### What this task involves
Could you reproduce all the entries under this sentence exactly, leaving the images aside?

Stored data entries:
= Beginning of Section =

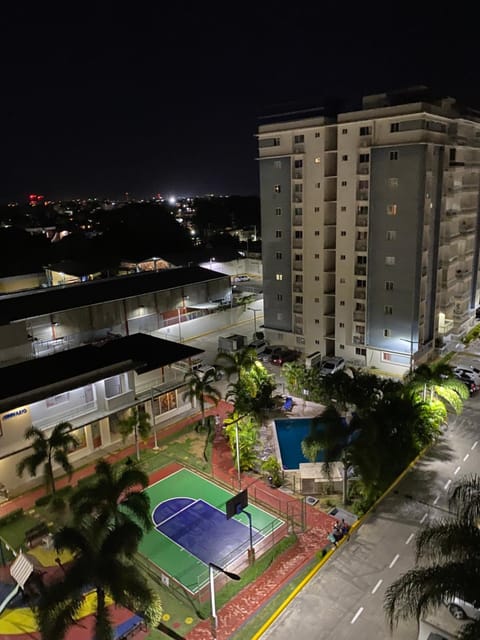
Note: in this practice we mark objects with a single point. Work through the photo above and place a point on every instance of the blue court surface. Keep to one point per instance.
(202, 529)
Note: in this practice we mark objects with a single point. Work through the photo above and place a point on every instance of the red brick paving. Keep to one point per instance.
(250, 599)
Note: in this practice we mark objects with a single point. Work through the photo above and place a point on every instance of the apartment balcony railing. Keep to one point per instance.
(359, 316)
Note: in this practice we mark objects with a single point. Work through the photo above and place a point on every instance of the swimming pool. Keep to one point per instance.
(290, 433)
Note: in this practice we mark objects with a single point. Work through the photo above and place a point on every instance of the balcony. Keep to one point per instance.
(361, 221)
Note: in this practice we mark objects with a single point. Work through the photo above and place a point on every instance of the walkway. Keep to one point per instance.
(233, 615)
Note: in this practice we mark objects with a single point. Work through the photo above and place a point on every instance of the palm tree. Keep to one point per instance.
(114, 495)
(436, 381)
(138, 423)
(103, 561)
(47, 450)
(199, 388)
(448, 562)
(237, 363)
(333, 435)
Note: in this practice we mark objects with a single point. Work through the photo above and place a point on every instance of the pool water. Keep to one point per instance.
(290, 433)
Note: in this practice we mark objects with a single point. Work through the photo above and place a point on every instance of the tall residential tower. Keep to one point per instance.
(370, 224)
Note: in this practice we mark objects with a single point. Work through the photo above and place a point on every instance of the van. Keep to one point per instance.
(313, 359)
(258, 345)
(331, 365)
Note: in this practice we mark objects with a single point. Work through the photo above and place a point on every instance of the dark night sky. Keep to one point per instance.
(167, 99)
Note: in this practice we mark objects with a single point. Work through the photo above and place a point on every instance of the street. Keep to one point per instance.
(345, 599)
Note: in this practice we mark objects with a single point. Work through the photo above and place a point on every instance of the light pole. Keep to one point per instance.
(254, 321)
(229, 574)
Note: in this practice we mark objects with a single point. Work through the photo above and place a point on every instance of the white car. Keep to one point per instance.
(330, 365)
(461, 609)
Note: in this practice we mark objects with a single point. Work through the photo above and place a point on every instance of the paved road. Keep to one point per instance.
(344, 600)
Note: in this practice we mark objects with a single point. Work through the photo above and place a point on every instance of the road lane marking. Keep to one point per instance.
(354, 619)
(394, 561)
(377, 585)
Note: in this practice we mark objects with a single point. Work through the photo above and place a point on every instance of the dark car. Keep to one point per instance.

= End of Section =

### Task answer
Note: in this practice we mark objects with a single point. Work through the photo above and place a point on every instance of the blue court surface. Keep to one point per instance.
(202, 529)
Note: in this practice we mark objects with a single point. Work through the photo above and place a point on every instance of the red brick paving. Keep to one point per instance.
(250, 599)
Note: in this practice we mark objects with a single point. Work through the photo above and place a point on every instance of the apartment balcony railing. Keep to one point per instance.
(359, 316)
Note: in this practice we mark objects with a single point. Work through the photo above and place a point on every instance of the swimming pool. Keep to one point per instance.
(290, 433)
Note: in this practice we mark objects with a single point. Work through the photo above and place a point on every instance of the balcony. Keep to one point per instance.
(361, 221)
Note: in this practice we mark objects with a single point. Work through the photo above and place a point on every instance of the walkway. Keep to one point per instance.
(233, 615)
Note: in this practice we mark objects with a single point. Work through the photo above and place a point on every instance of the palm tree. Keep to one point per instance.
(114, 495)
(436, 381)
(138, 423)
(103, 561)
(47, 450)
(199, 388)
(448, 562)
(237, 363)
(333, 435)
Note: in this practice we mark objects with a single point. Work through the photo above and place a point on every instance of the pool water. Keep to one point per instance.
(290, 433)
Note: in this practice we mark objects with a single point. Work through the photo above and place a point on every instance of the tall residential tower. Keep to one point per instance.
(370, 224)
Note: in this practice we mark objects with a single point. Work through the photo above and place a point on every instance of the van. Keep to one point per instance.
(313, 359)
(258, 345)
(331, 365)
Note: in this practice we mark objects with a single point. Work through the photo above and place a point on every instance of the dark night sky. Keep to one point per instance.
(167, 99)
Note: in this practice we mark objects with a single point. Work through the photo above and place a point on every instance of the street. Keep to one point per instance.
(345, 599)
Note: in this practice we mark objects with a single point. Work through the photo above and place a point on every instance of the light pole. Keep to one point per instance.
(254, 321)
(229, 574)
Note: in this practice we mark objects with a single point. Work through the photo above and place a point on every instance of the white car. Keep to one point per instance.
(330, 365)
(461, 609)
Note: in this practice we mark objects with a single point. Work through the photo above and place a point on every instance of the paved road. Keep to one point per instance.
(344, 600)
Note: in this practice we mark objects with a single point. Work through the photo above and place a point on every instance of the road lane marking. Keep to one point per instance.
(354, 619)
(394, 561)
(377, 585)
Note: in this practice we mark objects with a single point. Work through the photo above and place a point on every instance of the dark car. Keep to one point per instance.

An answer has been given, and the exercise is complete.